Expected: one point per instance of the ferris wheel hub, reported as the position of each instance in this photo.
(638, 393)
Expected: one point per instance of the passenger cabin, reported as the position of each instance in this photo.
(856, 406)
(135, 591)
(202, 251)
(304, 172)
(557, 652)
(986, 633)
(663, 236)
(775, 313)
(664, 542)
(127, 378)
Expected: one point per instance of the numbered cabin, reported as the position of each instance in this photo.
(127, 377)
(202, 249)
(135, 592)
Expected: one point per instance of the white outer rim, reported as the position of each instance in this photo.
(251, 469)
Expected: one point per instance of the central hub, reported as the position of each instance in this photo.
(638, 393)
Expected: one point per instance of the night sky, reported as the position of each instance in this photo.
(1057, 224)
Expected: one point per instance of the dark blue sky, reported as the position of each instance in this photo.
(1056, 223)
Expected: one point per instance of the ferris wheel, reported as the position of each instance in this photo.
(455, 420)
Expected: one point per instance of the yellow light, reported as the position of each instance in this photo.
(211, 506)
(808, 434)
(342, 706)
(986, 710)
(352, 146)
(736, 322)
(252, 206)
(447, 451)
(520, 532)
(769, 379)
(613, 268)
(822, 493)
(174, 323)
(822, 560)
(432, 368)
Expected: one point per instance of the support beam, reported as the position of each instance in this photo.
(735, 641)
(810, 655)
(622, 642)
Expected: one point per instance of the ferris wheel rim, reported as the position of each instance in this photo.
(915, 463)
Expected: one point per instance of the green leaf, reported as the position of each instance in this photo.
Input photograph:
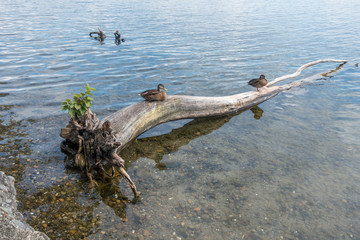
(71, 112)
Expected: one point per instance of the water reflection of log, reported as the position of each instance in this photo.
(116, 131)
(156, 147)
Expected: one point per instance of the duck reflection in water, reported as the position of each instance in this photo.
(118, 38)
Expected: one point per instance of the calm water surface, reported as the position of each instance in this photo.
(286, 170)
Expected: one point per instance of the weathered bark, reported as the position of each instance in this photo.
(100, 35)
(99, 142)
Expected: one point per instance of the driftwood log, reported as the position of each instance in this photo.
(96, 143)
(100, 35)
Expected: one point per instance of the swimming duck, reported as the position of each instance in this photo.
(258, 82)
(118, 37)
(154, 95)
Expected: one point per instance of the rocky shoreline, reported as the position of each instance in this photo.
(12, 223)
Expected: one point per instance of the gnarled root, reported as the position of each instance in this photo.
(96, 148)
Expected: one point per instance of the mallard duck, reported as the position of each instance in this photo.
(117, 34)
(258, 82)
(154, 95)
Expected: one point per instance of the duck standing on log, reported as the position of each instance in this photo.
(100, 35)
(258, 82)
(154, 95)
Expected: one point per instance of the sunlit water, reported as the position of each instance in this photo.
(291, 173)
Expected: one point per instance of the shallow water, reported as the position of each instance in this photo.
(286, 170)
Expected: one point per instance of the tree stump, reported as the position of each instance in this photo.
(95, 143)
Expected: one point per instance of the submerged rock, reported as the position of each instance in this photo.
(12, 223)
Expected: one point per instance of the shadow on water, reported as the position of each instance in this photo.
(65, 207)
(156, 147)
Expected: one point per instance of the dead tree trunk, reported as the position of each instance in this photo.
(97, 142)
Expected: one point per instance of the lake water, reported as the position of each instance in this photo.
(291, 171)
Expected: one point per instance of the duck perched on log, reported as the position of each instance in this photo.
(258, 82)
(155, 95)
(118, 36)
(100, 35)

·····

- [Problem] Leave the pictures out and print every record exactly.

- [Exercise response]
Expected: one point per instance of the ferris wheel hub, reported as the position of each instance in this photo.
(638, 393)
Expected: one point per instance of the passenger cabin, reported as the position of each instance in this photo.
(856, 406)
(135, 591)
(202, 251)
(304, 172)
(557, 652)
(986, 633)
(663, 236)
(775, 313)
(664, 542)
(127, 378)
Expected: one point per instance of the numbered cabin, reported as the position of each instance in this photo.
(127, 377)
(202, 249)
(135, 592)
Expected: one point per instance of the white outer rim, reported as the position of each instance in this photo.
(251, 469)
Expected: one point per instance of the central hub, reported as the position of each instance in this photo.
(638, 393)
Expected: one point per instance of the night sky, reported as the position of each instance in this photo.
(1057, 224)
Expected: one point per instance of the dark blue sky, reported as the position of each instance in this photo.
(1056, 223)
Expected: one point per instance of the ferris wheel, reported as the position of each instance in this photo.
(455, 420)
Expected: one point per instance of the yellow light, reported as the position of each instance in this photo.
(211, 506)
(808, 434)
(342, 706)
(986, 710)
(352, 146)
(736, 322)
(252, 206)
(447, 451)
(520, 532)
(769, 379)
(613, 268)
(822, 493)
(174, 323)
(822, 560)
(432, 368)
Expected: one point per instance of the support beam, reported as the position of each instance in this photo.
(735, 641)
(810, 655)
(622, 642)
Expected: one point per instance of the ferris wheel rim, reported as the position of each instance in this photo.
(915, 463)
Expected: one point per instance of the green leaf, reported as the position of each instance in this photo.
Input photograph:
(71, 112)
Expected: one point per instance of the water reflection of log, reported as the position of each instance in this photo.
(116, 131)
(156, 147)
Expected: one point per instance of the duck reflection in water, reported as the position of each instance in this photo.
(118, 38)
Expected: one point per instance of the calm water surface, reported as the position of each instance in this photo.
(286, 170)
Expected: one point per instance of the weathered bark, reported as the position of each instance in this photo.
(100, 35)
(99, 142)
Expected: one point per instance of the driftwood log, reported as the position of each instance in this photo.
(96, 143)
(100, 35)
Expected: one point per instance of the swimming duck, reported as the position of each instance in this photo.
(258, 82)
(118, 37)
(154, 95)
Expected: one point per instance of the rocky shoreline, reported as the position of each instance in this photo.
(12, 223)
Expected: one point per instance of the gnarled root, reported as the position of each instance in this photo.
(96, 148)
Expected: one point per instance of the mallard duck, reported as the position of each instance in this photo.
(117, 34)
(258, 82)
(154, 95)
Expected: one point per instance of the duck standing on log, reported as the position of each instance in this photo.
(100, 35)
(258, 82)
(154, 95)
Expected: one point per instance of the sunlit water, reported as the position of each instance in this photo.
(291, 173)
Expected: one point per instance of the shallow water, reported as the position of each instance in this photo.
(286, 170)
Expected: one point per instance of the tree stump, reported as the position of each instance in this photo.
(95, 143)
Expected: one point per instance of the submerged rock, reported as the position of each instance in this photo.
(12, 223)
Expected: one point per instance of the shadow on water, reported as the position of each instance in this photo.
(65, 207)
(156, 147)
Expected: one point per instance of the dead tree trunk, reported as the position of each instance in this photo.
(97, 142)
Expected: one point per instance of the lake water, reported as the position of each instance in this photo.
(291, 171)
Expected: one point per instance of the duck perched on log, reported as the position of each instance in this photo.
(258, 82)
(155, 95)
(118, 36)
(100, 35)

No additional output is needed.